**TEXT SEGMENT**
________________________________________

The Fed’s “Faustian” Bargain

Posted On Feb 22, 2018 By Dave Gonigam

  • Fed induces euphoria, then despair… and it doesn’t matter
  • A development at the Fed that really matters (MSM are ignoring it)
  • “Biblical proportions” — an update on U.S. war plans in North Korea
  • Retired financial pundit undoes all his good works by entering politics
  • The Plunge Protection Team — or the Plunge Instigation Team?

Whoever said that markets are “rational” — and there are legions of economists who’ve constructed elaborate theories around that notion — better have a good explanation for this chart of the Dow industrials yesterday…

Dow Jones Industrial

When we left you yesterday, we were anticipating the release of minutes from the Federal Reserve’s most recent meeting on Jan. 31. They came out at 2:00 p.m. EST. The gist was that some Fed pooh-bahs believe economic growth is accelerating at a faster pace than when they last met six weeks earlier. By 2:30, the Dow was up 300 points on the day.

Then traders started fretting about the flip side: Stronger growth means the Fed might pursue interest rate increases more aggressively than they have till now — maybe bumping up the fed funds rate four times this year instead of three.

Those jitters turned up first in the Treasury market — pushing up the rate on the 10-year note within spitting distance of 3%. That’s territory last seen, and only briefly, more than four years ago.

With that, round-number psychology came into play. A 3% yield on the 10-year? That means higher borrowing costs for corporate America. Sell stocks! The Dow surrendered more than 400 points in less than 90 minutes.

________________________________________

**INFORMATION GIVEN**

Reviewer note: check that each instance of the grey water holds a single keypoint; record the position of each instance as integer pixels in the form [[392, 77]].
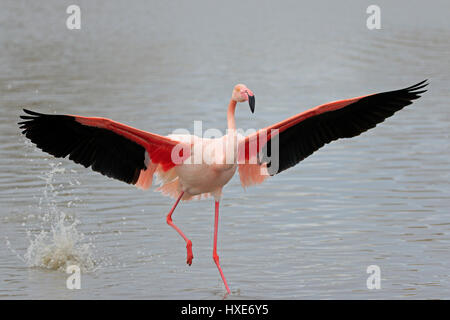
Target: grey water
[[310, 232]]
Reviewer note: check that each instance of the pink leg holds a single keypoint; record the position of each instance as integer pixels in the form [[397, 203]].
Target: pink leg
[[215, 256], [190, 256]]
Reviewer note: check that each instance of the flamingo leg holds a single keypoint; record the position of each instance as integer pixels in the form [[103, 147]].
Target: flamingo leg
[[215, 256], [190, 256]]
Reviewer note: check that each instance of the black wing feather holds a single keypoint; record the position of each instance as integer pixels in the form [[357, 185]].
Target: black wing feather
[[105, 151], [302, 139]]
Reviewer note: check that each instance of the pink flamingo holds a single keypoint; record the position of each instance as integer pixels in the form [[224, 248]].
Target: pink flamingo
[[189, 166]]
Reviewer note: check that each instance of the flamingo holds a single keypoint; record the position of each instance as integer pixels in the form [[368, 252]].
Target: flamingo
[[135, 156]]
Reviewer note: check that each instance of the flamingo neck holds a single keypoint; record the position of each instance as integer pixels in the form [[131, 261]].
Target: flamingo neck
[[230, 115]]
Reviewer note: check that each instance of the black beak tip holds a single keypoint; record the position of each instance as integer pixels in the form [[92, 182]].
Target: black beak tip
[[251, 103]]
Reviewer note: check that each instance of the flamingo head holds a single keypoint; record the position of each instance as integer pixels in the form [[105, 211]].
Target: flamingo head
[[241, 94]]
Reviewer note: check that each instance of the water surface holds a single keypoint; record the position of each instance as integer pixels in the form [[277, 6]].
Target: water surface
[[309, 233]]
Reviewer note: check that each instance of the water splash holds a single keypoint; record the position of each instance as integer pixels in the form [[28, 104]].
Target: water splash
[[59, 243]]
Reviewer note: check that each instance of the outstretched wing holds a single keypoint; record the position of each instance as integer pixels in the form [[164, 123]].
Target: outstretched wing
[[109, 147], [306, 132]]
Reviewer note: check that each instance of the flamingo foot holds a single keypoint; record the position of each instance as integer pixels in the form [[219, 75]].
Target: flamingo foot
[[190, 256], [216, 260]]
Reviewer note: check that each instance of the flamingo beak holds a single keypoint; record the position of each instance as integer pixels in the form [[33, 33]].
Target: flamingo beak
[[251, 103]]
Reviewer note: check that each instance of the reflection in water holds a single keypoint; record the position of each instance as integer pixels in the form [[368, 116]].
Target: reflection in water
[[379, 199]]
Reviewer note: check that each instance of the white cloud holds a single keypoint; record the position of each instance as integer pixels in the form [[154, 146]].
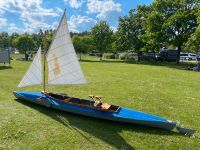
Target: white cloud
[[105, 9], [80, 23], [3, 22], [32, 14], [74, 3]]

________________________________________

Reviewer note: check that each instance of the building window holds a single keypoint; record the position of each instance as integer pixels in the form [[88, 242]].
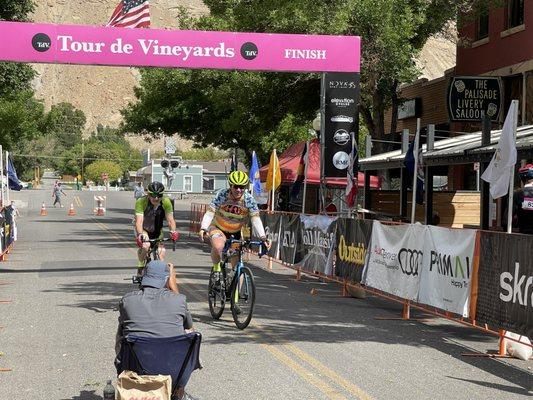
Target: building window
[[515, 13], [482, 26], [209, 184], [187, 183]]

________________________________________

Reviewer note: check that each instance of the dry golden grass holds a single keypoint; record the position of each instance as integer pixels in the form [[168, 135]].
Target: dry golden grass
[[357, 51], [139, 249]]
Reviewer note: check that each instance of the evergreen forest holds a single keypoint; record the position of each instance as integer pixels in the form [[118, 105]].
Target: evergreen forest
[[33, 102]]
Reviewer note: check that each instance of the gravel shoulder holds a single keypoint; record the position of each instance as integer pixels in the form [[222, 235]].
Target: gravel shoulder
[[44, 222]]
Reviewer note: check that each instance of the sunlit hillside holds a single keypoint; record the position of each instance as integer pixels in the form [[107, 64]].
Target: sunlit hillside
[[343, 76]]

________________________________________

**WHAT TO WORK ON**
1) Write out the article about the Fed minutes word for word, starting with "Then traders started" and going on through "four years ago.".
2) According to the article about the Fed minutes, at what time were the minutes from the Federal Reserve's January 31 meeting released?

**ANSWERS TO THE EXERCISE**
1)
Then traders started fretting about the flip side: Stronger growth means the Fed might pursue interest rate increases more aggressively than they have till now — maybe bumping up the fed funds rate four times this year instead of three.

Those jitters turned up first in the Treasury market — pushing up the rate on the 10-year note within spitting distance of 3%. That’s territory last seen, and only briefly, more than four years ago.

2) 2:00 p.m. EST